[STATED GOAL] Copy every one of the entries below line for line, keeping each character unchanged.

[DATA ENTRIES]
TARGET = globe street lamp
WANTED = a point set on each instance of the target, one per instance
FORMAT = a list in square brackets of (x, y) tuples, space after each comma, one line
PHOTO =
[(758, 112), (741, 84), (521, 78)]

[RESPONSE FOR THIS EXERCISE]
TARGET = globe street lamp
WANTED = a point set on each instance of the target, one per instance
FORMAT = a list in square brackets of (x, y) tuples, space after each comma, one line
PHOTO =
[(758, 112), (741, 84), (521, 78)]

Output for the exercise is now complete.